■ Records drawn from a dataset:
══════════

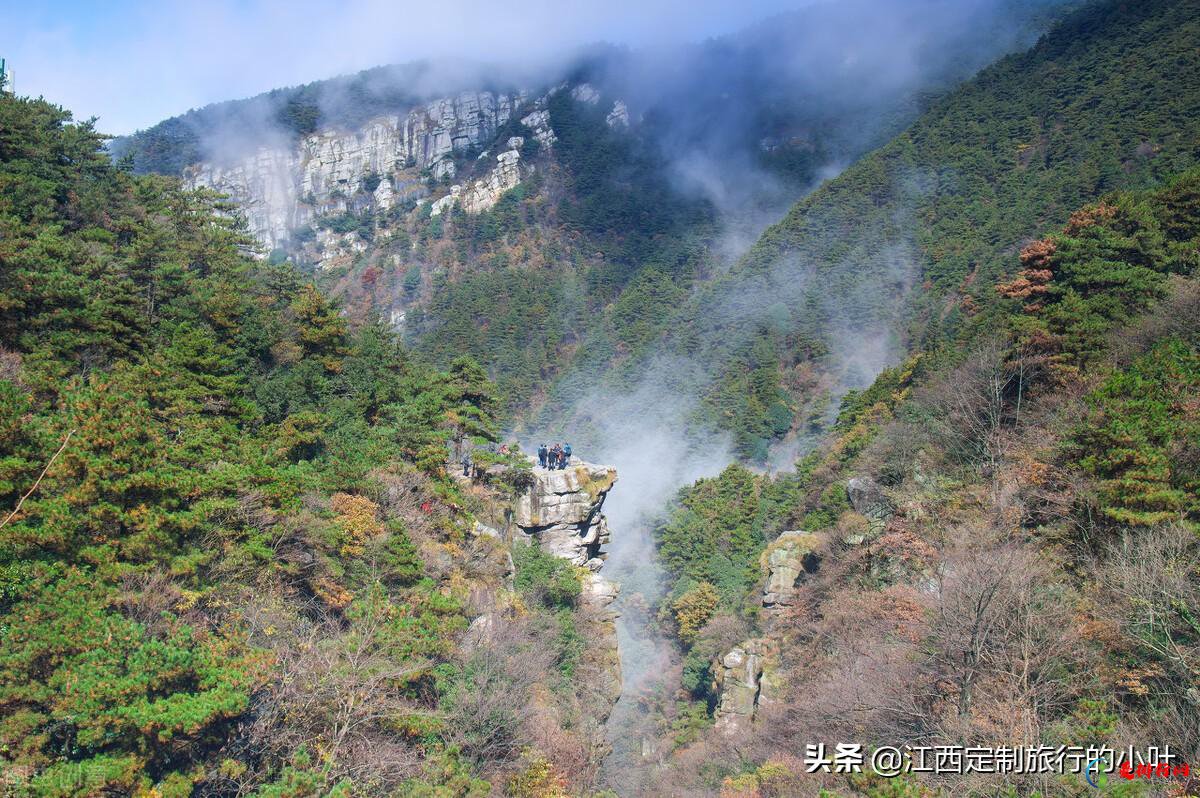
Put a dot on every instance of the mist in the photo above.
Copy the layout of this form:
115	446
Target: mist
751	106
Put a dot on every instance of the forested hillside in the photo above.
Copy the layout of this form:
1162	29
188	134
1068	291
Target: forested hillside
1000	539
1105	101
231	558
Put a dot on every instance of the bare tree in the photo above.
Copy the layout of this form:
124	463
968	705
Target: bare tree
1002	634
972	406
1151	592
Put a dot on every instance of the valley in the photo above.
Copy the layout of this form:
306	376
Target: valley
877	354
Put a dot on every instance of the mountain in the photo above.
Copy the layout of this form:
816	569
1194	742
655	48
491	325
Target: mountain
258	541
609	185
234	556
940	209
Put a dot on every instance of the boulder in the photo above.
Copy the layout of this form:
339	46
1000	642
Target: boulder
737	682
786	562
562	509
618	118
868	499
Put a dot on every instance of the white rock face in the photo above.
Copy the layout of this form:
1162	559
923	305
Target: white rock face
283	189
487	191
786	561
563	510
586	93
539	123
618	117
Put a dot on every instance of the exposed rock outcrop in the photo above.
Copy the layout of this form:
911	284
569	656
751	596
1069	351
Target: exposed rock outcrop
737	679
618	118
563	511
786	561
868	499
486	192
283	187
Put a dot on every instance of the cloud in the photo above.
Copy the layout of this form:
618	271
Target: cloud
135	63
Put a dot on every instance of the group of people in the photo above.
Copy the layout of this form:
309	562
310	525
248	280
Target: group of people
556	456
552	457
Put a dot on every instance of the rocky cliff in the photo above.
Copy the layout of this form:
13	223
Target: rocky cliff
563	513
455	150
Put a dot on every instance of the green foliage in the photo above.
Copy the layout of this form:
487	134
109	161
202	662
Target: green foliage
718	528
547	580
181	399
1140	438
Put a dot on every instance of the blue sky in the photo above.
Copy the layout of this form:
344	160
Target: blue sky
132	63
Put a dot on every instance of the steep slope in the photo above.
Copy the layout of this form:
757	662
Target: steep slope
232	559
1107	100
991	549
630	177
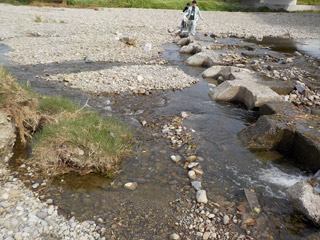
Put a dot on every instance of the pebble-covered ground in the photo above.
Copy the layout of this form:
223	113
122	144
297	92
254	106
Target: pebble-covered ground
45	35
137	79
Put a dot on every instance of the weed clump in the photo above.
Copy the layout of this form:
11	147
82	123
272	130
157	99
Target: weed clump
67	137
20	103
84	142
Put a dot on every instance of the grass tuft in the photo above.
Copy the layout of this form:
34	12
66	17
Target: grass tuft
86	143
67	137
21	105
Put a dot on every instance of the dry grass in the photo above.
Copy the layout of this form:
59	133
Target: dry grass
68	137
21	105
82	142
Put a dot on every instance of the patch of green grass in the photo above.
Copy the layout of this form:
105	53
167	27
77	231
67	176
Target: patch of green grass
308	2
54	105
89	128
83	142
30	93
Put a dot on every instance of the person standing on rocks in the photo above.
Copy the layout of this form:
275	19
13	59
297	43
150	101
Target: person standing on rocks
193	16
184	17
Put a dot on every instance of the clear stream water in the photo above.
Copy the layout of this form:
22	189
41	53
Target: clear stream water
228	166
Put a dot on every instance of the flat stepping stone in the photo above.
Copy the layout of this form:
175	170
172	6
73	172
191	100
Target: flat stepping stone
251	93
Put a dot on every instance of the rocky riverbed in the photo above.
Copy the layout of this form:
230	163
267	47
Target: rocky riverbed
42	38
22	214
49	35
136	79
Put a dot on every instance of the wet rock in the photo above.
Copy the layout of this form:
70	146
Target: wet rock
184	115
131	185
280	87
128	41
174	236
250	93
88	59
315	112
201	196
200	59
247	220
192	165
190	49
226	219
206	235
300	89
196	185
192	158
305	201
223	73
176	158
183	34
285	132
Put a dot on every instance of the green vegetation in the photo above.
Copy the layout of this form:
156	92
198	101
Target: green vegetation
83	142
67	136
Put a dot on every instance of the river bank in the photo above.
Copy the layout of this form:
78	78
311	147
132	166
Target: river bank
163	202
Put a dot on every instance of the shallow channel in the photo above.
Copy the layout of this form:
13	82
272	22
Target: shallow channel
228	166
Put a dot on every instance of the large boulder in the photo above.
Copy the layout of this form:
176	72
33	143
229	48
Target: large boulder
284	128
184	41
268	133
305	201
280	87
200	59
251	93
190	49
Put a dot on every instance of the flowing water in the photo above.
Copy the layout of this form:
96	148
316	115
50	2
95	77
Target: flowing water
228	166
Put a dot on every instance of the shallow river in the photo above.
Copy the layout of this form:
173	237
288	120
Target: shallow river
228	166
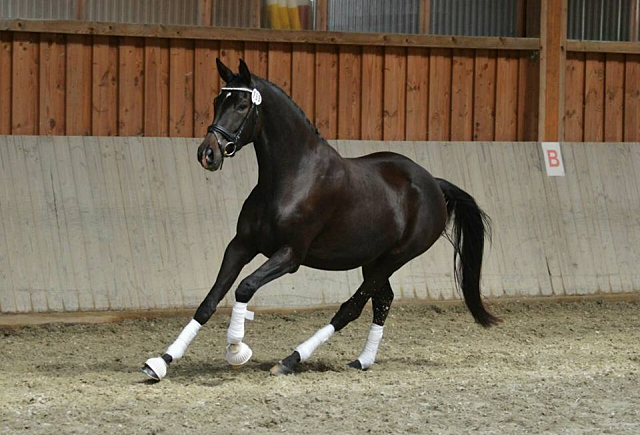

══════════

■ Work instructions: The copy you give must repeat each record character for character, but it must not include the pictures.

■ Solved exercise:
Put a dot on every instance of the mist in the photo above.
Copy the layout of this form:
115	446
Target: mist
751	106
Put a dot on every instance of the forested hillside in the photo above.
Copy the layout of this form:
1162	29
188	134
1068	291
Target: forested hillside
1000	539
1105	101
231	558
Put a dot on every instance of the bare tree in the photo above.
Copy the layout of this form:
124	463
968	705
Target: bare tree
1002	634
972	406
1151	592
Put a dot on every instance of the valley in the photo above.
Copy the layout of this form:
306	376
Target: valley
877	354
Put a dot on every instance of the mountain in the photo above.
Copy the layout of this form:
816	569
1194	742
655	48
491	325
Target: mountain
258	541
609	185
234	556
940	209
Put a dot on every instance of the boulder in the photo above.
Copy the layout of this form:
339	46
1000	642
Target: boulder
737	682
786	562
562	509
618	118
868	499
Put a dot on every instance of the white rock face in the photo above.
Copy the layout of this form:
1162	559
923	305
Target: white rock face
283	189
487	191
786	561
563	510
586	93
539	123
618	117
Put a dot on every instance of the exposed rock outcrop in the photo above.
Copy the layout of this form:
911	284
569	656
751	596
1069	351
Target: exposed rock outcrop
737	679
618	118
563	511
786	561
868	499
486	192
283	187
Put a dot on every instance of the cloud in the photo above.
Copy the layout of this form:
618	271
Target: cloud
135	63
Put a dot on every instance of the group of people in the photo above.
Copy the layout of this form:
309	562
310	525
248	280
Target: group of people
556	456
552	457
Put a dot on every instance of the rocky cliff in the photo above.
Copy the layout of this form:
13	223
Target: rocky cliff
563	513
455	150
Put a dot on every instance of the green foliage in the photo above.
Copy the layout of this form:
487	134
109	161
202	662
Target: green foliage
718	528
547	580
181	399
1140	438
Put a dot on every instance of the blue sky in the photo above.
Copy the layout of this form:
344	160
Target: blue sky
132	63
Put a dot on every instance of the steep slope in the photo above.
Copy the layout of this form:
757	662
Target: steep slope
232	559
1107	100
991	549
630	177
Put a dot on every instance of the pebble-covered ground in the photo above.
Copy the layout of this form:
223	113
122	144
297	92
254	106
Target: pebble-covered ground
45	35
137	79
Put a dot on every instance of the weed clump in the photo above.
Copy the layout of this form:
11	147
82	123
272	130
157	99
Target: weed clump
67	137
20	103
84	142
Put a dot on every instance of the grass tuft in the photo above.
Copy the layout of this form:
34	12
66	17
Target: grass tuft
86	143
67	137
21	105
Put a dot on every instance of the dry grass in the photo above.
Copy the layout of this form:
59	133
Target: dry grass
68	137
21	105
82	142
Put a dot on every instance of the patch of green grass in the photo above.
Copy the layout of this form:
105	53
167	27
77	231
67	176
Target: patch of green grass
308	2
54	105
89	128
83	142
30	93
Put a dot on every instance of the person standing on rocks in the photo above.
Copy the layout of this form:
275	19
13	59
297	43
150	101
Target: person standing on rocks
193	16
184	17
Put a dot on every instance of the clear stream water in the photo above.
Copy the layout of this form:
22	189
41	53
Target: clear stream water
228	166
Put a dot on every instance of the flat stepping stone in the photo above.
Copy the layout of this form:
175	170
172	6
73	172
191	100
Target: flat stepping stone
251	93
Put a dot on every instance of the rocky riverbed in the photo above.
Copy the layout of this form:
230	163
267	47
Target: rocky riverbed
42	38
22	214
49	35
136	79
Put a dot on every instance of the wet rock in the photo above.
Copy the layout of this form:
70	146
Target: wet rock
184	115
131	185
280	87
128	41
174	236
250	93
88	59
315	112
201	196
200	59
247	220
192	165
190	49
226	219
206	235
300	89
196	185
192	158
305	201
223	73
176	158
183	34
285	132
Put a dot on every instance of the green vegetation in the photo above.
Copy the layout of this form:
156	92
198	101
Target: green vegetation
83	142
67	136
Put a dot on every instance of the river bank in the photo above.
Copy the layout of this form:
78	78
311	147
132	166
Target: river bank
163	202
Put a dot on every instance of the shallow channel in the photo above.
Copy the layout of this form:
13	82
272	22
Target: shallow channel
228	166
Put a dot on every instance of the large boulder in the photo above.
Copy the layout of this form:
176	72
33	143
229	48
Target: large boulder
284	128
184	41
268	133
305	201
280	87
200	59
251	93
190	49
Put a dot on every instance of the flowing water in the photo above.
Copy the layout of this form:
96	148
316	115
50	2
95	77
Target: flowing water
228	166
Put a dot on every instance of the shallow river in the photo above.
Copy the layout of this form:
173	237
288	120
Target: shallow river
228	166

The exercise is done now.